**Task prompt:** Reproduce the material below word for word, from the line holding "Where can you see the lake" through the end of the material, both ends included. Leave the pictures out.
━━━━
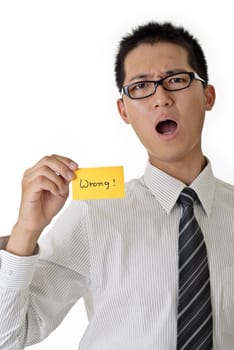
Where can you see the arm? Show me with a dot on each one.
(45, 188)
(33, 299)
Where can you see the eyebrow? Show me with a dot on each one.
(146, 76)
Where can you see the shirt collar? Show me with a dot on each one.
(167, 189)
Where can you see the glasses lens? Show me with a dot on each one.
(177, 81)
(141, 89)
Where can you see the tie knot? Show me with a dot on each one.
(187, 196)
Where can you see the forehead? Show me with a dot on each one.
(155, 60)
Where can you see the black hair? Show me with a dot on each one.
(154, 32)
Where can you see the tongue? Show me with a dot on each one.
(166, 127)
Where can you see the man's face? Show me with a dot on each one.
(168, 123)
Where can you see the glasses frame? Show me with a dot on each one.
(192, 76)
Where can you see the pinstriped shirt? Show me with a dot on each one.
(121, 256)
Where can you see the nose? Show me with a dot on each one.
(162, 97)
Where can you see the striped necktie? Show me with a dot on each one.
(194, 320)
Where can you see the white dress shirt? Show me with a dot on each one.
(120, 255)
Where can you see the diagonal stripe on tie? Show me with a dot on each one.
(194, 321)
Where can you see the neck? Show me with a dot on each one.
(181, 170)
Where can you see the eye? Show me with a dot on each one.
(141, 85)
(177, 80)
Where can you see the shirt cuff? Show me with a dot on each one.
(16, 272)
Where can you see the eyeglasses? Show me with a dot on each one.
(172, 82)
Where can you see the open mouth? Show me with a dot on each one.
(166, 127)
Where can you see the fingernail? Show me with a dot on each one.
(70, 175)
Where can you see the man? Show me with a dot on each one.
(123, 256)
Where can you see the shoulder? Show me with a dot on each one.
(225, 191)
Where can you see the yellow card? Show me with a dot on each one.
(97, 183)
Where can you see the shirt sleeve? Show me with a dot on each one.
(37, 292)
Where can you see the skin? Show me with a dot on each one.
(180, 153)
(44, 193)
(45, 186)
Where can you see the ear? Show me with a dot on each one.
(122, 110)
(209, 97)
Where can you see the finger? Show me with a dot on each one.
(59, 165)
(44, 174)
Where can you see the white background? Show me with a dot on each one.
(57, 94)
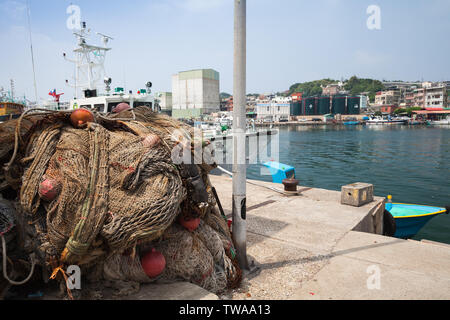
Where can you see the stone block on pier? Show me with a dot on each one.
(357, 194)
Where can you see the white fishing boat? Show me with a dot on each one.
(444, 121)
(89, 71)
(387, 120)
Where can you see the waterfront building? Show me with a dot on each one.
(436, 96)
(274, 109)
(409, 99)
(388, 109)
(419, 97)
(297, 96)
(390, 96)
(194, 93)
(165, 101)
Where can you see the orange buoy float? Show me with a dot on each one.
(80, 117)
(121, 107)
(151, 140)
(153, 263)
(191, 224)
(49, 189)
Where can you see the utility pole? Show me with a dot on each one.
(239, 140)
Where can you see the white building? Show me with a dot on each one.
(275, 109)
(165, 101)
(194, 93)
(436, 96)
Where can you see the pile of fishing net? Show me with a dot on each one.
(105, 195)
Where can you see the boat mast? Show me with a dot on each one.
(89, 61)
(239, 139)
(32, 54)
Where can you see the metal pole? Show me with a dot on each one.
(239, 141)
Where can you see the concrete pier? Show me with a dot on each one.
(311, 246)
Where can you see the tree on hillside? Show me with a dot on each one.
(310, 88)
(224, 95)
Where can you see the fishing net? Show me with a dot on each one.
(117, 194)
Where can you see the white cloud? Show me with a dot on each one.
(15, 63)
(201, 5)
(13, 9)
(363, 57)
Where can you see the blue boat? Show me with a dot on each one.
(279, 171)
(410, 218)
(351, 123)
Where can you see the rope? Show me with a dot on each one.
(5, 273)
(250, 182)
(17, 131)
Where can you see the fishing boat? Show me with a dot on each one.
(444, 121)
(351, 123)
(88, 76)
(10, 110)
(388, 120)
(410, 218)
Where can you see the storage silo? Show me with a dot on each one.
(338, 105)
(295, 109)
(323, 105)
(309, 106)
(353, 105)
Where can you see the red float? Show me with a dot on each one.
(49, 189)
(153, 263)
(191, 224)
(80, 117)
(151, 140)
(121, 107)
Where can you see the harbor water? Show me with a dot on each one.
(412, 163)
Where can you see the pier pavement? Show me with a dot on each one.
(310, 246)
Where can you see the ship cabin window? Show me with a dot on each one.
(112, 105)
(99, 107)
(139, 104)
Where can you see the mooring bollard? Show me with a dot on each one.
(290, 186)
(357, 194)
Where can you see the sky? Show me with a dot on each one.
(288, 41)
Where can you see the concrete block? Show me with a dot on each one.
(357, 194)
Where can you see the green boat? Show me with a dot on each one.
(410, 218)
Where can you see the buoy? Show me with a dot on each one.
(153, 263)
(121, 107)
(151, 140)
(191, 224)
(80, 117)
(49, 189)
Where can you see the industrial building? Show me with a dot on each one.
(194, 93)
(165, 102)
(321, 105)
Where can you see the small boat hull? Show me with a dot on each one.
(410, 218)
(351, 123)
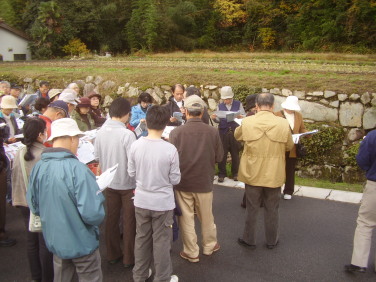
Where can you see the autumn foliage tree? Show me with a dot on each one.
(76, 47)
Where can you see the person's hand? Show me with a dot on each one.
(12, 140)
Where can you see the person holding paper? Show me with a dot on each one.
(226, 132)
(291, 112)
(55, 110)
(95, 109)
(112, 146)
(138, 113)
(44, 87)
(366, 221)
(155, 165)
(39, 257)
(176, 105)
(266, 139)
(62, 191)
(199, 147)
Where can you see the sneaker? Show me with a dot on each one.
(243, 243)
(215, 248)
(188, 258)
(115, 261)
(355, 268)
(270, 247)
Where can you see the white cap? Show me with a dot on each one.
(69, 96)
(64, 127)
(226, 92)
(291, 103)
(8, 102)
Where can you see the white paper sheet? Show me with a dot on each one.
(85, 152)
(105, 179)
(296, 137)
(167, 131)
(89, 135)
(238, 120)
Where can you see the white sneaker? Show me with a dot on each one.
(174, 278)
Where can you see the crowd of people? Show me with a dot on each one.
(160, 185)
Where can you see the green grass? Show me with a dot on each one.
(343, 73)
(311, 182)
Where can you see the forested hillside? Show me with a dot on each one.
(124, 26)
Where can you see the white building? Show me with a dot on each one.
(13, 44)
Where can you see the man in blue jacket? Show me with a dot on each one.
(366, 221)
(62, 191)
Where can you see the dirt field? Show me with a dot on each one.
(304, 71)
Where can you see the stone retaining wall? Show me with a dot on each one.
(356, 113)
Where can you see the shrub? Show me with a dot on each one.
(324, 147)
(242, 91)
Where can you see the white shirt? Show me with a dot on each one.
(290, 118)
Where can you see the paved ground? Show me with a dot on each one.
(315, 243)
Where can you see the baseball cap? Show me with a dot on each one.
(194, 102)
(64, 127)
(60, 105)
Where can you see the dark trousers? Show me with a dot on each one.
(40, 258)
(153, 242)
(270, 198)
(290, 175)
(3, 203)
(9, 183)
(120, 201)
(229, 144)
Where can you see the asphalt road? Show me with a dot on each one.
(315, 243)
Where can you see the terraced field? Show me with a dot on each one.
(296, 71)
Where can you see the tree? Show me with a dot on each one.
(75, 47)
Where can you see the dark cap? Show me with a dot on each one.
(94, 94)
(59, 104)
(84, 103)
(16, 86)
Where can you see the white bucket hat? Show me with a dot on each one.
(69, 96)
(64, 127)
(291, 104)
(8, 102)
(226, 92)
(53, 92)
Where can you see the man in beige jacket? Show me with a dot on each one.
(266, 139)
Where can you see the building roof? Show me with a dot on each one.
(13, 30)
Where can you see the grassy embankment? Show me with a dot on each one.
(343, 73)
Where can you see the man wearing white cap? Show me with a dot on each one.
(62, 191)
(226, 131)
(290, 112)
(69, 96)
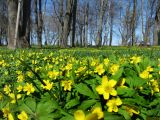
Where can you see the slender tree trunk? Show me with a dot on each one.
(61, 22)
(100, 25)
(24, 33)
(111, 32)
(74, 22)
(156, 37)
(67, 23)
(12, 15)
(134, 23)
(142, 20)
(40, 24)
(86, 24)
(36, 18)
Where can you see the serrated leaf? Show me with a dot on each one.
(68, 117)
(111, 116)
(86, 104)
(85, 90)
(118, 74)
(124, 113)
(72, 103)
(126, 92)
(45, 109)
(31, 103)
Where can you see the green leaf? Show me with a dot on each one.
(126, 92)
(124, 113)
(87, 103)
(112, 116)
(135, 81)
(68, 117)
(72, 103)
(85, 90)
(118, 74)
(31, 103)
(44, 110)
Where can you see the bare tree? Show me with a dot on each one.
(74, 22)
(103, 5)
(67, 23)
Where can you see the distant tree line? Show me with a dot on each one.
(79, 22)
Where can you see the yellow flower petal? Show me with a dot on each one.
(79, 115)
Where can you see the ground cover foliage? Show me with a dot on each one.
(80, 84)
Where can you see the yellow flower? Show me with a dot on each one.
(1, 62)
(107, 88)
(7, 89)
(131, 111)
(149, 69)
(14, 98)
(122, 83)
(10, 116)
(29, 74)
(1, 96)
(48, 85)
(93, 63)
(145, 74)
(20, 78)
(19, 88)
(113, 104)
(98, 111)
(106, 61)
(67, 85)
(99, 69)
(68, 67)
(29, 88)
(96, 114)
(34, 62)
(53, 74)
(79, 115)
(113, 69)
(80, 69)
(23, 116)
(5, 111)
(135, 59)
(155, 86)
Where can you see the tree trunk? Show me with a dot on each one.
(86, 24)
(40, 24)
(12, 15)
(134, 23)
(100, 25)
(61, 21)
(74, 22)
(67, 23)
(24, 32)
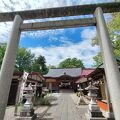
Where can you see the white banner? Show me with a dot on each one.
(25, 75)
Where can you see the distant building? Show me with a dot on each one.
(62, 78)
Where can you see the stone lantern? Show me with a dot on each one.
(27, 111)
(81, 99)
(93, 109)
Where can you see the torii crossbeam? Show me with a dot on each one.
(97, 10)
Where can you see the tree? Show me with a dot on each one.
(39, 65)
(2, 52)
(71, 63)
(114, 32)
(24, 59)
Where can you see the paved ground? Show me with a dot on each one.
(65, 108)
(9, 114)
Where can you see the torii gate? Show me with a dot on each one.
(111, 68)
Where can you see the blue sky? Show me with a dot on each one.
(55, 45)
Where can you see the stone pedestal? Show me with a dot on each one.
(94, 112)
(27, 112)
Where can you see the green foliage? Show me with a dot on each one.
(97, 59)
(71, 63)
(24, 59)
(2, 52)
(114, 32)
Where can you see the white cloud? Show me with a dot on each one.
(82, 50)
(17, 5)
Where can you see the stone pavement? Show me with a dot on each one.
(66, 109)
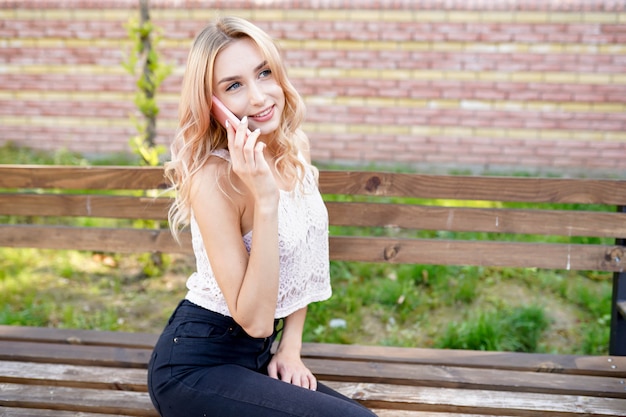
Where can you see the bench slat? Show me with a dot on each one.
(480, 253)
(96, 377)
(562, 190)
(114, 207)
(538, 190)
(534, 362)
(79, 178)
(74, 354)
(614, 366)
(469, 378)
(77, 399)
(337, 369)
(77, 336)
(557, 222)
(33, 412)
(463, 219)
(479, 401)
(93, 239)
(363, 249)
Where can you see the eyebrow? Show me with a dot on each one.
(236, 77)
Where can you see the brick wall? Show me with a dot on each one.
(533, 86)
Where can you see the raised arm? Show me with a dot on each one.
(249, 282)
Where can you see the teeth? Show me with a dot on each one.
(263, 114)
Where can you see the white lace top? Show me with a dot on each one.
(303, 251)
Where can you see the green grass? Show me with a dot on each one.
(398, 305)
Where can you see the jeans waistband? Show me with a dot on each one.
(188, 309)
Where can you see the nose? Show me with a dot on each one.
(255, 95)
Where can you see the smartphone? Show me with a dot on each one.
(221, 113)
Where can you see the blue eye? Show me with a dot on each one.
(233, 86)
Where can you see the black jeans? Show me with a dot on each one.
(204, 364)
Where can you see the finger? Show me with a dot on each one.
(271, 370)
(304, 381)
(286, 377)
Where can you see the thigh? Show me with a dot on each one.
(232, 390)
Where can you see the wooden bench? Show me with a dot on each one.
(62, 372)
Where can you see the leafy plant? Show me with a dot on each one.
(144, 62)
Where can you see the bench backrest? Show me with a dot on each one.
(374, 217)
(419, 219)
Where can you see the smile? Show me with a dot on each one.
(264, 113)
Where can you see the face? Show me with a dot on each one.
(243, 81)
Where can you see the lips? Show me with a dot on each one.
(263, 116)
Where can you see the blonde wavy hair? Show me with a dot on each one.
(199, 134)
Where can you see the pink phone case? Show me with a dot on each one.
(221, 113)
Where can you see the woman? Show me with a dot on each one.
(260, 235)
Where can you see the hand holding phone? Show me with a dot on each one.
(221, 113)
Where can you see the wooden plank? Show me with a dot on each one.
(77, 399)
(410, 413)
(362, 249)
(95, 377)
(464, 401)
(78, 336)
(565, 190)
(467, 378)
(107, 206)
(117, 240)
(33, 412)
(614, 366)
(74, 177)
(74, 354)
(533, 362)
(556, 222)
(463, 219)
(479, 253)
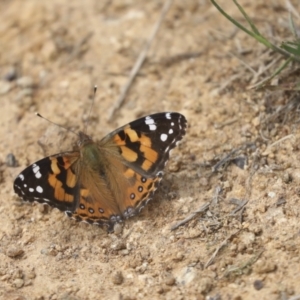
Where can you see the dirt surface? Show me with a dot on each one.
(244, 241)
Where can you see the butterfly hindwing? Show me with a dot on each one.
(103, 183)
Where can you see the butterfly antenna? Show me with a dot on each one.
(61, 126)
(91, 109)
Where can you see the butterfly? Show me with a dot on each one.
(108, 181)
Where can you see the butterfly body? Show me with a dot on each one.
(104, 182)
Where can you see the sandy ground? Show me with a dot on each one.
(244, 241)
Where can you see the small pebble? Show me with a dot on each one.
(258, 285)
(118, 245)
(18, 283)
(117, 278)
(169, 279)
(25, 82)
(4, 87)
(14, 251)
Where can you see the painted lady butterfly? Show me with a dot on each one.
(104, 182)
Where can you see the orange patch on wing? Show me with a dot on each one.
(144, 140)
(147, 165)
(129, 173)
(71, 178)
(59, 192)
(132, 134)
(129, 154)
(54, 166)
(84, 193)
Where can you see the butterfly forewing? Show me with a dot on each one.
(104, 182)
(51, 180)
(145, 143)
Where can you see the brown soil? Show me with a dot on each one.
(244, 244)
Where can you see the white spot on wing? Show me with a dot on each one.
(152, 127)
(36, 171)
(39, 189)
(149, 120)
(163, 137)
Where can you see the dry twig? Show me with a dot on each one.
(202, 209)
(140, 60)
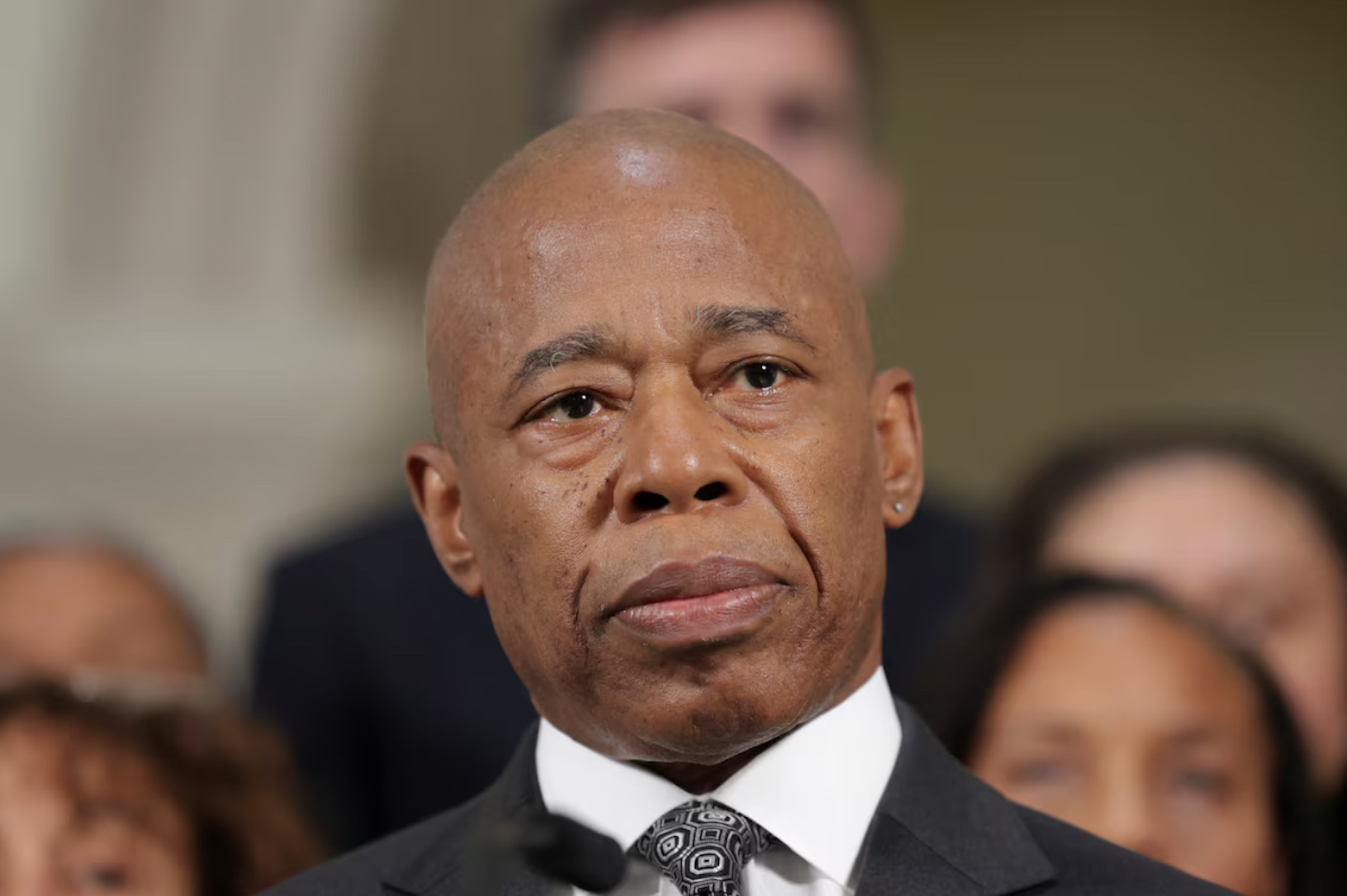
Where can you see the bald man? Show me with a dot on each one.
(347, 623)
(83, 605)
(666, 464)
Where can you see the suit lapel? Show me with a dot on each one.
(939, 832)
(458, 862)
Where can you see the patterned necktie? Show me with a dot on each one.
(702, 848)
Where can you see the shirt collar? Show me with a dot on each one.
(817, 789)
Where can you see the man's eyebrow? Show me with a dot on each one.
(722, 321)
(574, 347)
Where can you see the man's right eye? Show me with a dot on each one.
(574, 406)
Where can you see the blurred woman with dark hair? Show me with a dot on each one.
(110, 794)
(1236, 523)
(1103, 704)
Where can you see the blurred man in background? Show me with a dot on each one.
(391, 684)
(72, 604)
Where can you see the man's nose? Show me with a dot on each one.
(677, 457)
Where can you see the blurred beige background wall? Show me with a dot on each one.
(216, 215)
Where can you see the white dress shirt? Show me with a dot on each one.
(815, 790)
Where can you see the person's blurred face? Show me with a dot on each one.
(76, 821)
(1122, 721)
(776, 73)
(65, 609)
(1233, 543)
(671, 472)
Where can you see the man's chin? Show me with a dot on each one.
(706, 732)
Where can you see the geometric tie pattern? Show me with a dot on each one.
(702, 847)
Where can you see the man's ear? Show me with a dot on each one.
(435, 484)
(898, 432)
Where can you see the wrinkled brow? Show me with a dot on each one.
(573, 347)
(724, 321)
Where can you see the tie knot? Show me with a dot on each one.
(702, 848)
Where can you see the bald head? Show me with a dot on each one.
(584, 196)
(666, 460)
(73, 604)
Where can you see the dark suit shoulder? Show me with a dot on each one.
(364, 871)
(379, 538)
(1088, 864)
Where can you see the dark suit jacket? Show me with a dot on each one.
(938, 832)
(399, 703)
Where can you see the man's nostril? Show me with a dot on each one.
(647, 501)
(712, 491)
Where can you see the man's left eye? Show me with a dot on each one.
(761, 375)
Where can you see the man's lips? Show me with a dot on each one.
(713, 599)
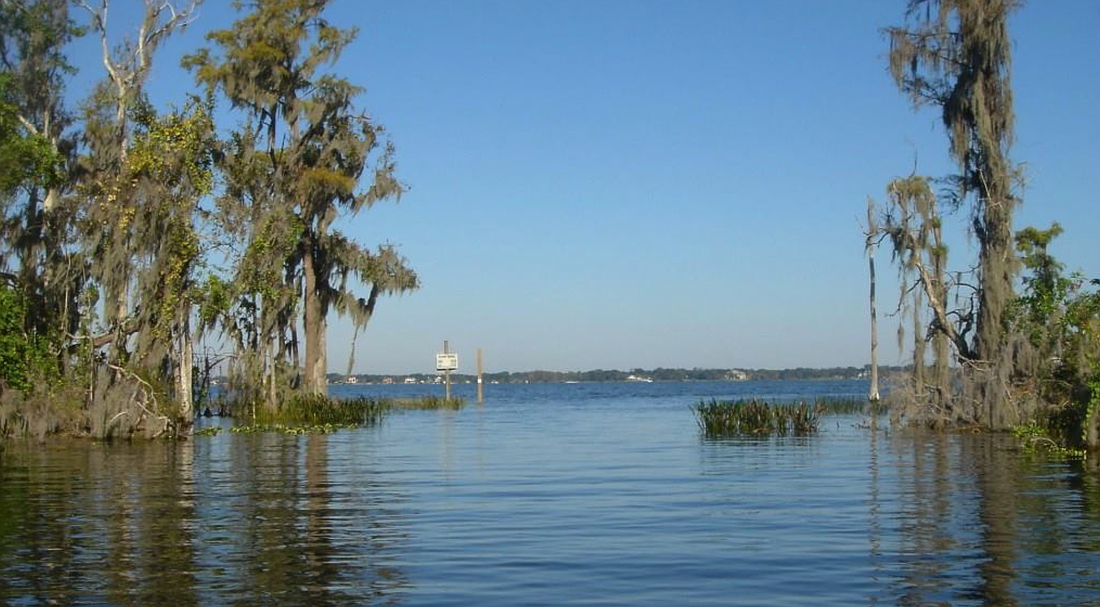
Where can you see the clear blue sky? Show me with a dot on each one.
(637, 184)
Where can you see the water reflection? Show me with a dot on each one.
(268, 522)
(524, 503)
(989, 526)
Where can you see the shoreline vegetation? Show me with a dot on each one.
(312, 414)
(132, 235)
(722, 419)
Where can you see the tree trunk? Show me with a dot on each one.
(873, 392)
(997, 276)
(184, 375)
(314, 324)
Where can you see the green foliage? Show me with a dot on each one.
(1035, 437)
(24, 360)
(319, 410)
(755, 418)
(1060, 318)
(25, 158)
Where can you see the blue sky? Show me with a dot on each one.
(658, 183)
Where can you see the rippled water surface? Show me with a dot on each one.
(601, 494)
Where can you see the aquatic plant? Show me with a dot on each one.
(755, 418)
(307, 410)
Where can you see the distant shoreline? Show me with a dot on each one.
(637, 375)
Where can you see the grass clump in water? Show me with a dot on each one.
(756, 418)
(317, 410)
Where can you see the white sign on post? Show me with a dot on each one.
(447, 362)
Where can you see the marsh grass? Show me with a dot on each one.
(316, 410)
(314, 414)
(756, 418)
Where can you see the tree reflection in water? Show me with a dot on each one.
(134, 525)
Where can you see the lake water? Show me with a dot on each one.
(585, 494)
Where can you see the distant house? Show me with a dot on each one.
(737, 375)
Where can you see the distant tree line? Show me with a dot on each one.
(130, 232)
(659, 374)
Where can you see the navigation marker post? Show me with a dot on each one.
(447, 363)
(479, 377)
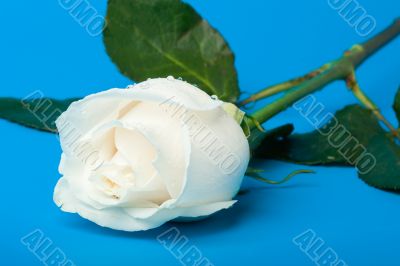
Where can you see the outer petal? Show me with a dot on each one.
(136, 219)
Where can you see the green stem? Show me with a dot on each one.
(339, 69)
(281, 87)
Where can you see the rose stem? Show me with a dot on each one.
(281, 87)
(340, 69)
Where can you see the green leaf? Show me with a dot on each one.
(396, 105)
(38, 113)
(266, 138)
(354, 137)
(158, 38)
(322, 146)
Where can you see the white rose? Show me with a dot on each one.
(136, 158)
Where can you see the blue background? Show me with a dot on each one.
━━━━
**Response:**
Where can you see the lake water? Show me with a dot on each one.
(585, 494)
Where can you see the distant house? Show me with a dot on each one.
(737, 375)
Where can you see the distant tree line? Show me with a dot on each one.
(130, 232)
(659, 374)
Where can you see the navigation marker post? Show me with a dot on each one.
(447, 363)
(479, 377)
Where can you see the outer petal? Show me with a dot on each one.
(136, 219)
Where can you see the green stem? Show me with a dot on each one.
(339, 69)
(281, 87)
Where can you see the rose stem? Show me with a dot on each one.
(281, 87)
(340, 69)
Where can you see the green leaf? Show me with a dot on each one.
(396, 105)
(38, 113)
(266, 138)
(354, 137)
(158, 38)
(322, 146)
Where can you see the white rose? Show me with a dot on each one.
(136, 158)
Where can you see the blue background? Show me with a dot on each one.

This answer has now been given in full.